→ **EXERCISE INSTRUCTIONS**
Which lines in the entries below contain the word "wooden"? Find each one and copy it in full.

Items stored from a collection:
______________________________

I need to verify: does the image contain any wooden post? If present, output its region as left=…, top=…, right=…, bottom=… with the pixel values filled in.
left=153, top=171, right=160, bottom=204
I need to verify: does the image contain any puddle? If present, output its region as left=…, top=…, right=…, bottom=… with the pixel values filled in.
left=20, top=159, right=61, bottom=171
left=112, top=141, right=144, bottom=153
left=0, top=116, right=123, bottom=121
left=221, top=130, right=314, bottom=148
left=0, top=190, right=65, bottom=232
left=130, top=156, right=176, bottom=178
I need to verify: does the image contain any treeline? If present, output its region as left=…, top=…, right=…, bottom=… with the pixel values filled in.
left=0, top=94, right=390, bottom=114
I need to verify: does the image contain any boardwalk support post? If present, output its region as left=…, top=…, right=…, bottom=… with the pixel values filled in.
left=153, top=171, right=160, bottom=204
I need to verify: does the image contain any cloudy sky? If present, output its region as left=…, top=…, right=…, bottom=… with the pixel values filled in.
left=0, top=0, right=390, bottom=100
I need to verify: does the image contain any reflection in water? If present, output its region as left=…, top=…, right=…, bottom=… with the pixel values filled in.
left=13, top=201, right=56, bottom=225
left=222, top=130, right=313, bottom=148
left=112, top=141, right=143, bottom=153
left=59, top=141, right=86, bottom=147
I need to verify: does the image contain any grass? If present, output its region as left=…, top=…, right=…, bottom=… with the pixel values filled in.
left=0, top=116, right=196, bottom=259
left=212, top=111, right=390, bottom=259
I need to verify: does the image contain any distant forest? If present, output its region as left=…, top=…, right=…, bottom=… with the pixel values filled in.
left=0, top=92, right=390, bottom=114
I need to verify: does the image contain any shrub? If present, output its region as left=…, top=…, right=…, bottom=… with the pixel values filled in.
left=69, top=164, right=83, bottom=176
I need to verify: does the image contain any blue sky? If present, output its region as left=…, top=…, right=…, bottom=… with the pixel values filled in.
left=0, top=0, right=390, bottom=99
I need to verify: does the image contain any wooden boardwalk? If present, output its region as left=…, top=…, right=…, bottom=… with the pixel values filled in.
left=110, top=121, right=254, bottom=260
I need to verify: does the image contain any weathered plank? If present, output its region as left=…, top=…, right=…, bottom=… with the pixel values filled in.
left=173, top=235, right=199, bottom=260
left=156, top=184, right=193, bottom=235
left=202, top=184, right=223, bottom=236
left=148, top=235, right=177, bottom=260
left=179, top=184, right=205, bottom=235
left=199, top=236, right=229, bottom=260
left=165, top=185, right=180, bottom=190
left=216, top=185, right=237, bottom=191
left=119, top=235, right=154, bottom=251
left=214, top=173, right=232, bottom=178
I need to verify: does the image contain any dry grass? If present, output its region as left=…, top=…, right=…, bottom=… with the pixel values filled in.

______________________________

→ **TASK OUTPUT**
I need to verify: does the image contain any wooden post? If present, output its region as left=…, top=…, right=…, bottom=… with the pixel values filled in.
I need to verify: does the image contain any wooden boardwalk? If present, output its region as left=…, top=…, right=…, bottom=… with the pixel values filled in.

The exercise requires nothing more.